*DATA EXCERPTS:*
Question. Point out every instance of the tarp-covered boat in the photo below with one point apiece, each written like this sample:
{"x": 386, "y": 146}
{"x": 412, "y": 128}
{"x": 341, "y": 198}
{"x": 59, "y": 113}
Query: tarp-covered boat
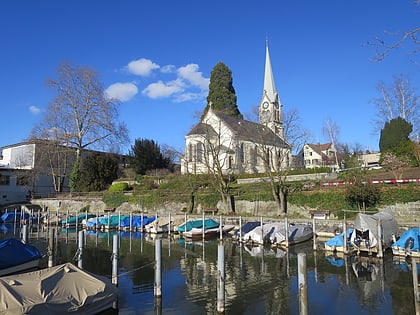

*TASK DIRECTIONS:*
You need to copy every entry exactly, taking out only the pictures.

*EXERCISE ANSWER:*
Question. Point out every instance of the tarp-covered boat in the photo below with one point apiece, each written like this sample:
{"x": 386, "y": 146}
{"x": 412, "y": 128}
{"x": 341, "y": 198}
{"x": 59, "y": 113}
Query: tarp-covered boat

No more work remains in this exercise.